▶ [REQUIRED TASK] Beginning with the line where "Consider the photo above. Spot each instance of the shed" appears, repeat every remaining line of the entries exactly, the last line included.

Entries from a dataset:

(begin)

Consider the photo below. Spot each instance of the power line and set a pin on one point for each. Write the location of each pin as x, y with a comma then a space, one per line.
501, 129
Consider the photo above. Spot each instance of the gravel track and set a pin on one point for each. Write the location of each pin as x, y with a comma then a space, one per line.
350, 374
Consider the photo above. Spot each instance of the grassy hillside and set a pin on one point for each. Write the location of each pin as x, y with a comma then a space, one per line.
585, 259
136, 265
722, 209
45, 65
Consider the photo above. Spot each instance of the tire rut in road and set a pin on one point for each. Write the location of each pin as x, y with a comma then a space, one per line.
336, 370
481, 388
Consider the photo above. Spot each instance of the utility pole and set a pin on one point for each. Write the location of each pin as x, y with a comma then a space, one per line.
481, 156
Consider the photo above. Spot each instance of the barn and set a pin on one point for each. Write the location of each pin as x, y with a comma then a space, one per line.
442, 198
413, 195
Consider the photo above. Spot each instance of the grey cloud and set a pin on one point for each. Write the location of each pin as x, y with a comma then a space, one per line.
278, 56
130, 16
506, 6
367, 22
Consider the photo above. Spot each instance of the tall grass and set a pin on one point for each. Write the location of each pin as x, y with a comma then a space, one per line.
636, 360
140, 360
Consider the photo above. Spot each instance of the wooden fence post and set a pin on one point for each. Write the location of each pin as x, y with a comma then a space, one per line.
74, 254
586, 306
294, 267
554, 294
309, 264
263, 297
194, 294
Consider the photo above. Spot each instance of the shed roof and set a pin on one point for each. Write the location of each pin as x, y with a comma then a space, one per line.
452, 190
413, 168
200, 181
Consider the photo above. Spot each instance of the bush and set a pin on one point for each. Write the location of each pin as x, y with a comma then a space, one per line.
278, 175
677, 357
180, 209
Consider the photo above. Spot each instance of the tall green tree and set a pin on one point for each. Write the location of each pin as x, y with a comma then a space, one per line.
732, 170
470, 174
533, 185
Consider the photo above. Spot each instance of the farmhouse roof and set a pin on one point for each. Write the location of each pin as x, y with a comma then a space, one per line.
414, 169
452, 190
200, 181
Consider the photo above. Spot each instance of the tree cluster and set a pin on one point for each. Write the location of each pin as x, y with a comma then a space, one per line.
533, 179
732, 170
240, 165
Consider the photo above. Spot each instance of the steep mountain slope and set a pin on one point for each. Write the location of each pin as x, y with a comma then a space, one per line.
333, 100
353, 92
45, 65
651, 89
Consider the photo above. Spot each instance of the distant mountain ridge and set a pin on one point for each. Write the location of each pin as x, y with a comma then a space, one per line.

(end)

▶ [TASK RESULT]
Consider the photo above. Spot each instance of the shed roof and set a pin on one point for each. Write the location of each pin as x, y with a comma then a space, one per line.
452, 190
413, 168
200, 181
Consider the photo above. Spot each instance of the bush and set a pin on one point for each. Write the location of each pin as x, y with a comma then a space, one per line.
278, 175
677, 357
180, 209
Consider the photo above. Spot each instance of the tall green tree and set a pin on one point for each. Write the location of each pin as x, y with a comma then a space, one per line.
732, 170
470, 174
533, 185
Consider the photo above. Spot each instance of the farmhouse roof and set a pin on one point for each. Write the location of each pin as x, y with a comma then a space, one per line.
414, 169
452, 190
200, 181
Consider the photo above. Spot each instance of the tree cluster and set a pin on one point for each. Write the location of each pin as x, y with a comma then a space, one per line.
533, 179
732, 170
240, 165
Consider the photo above. Spot each instance of the steep mountain slope and set a pin on one point for each. Write the location of each pin as x, y with a comma then a space, one per line.
333, 100
353, 92
45, 65
651, 89
Consider the photo above. Spot each instance of the distant mountain ridge and set a pin on one point for each. Write the location of each pin as x, y with a comma then a space, one per line.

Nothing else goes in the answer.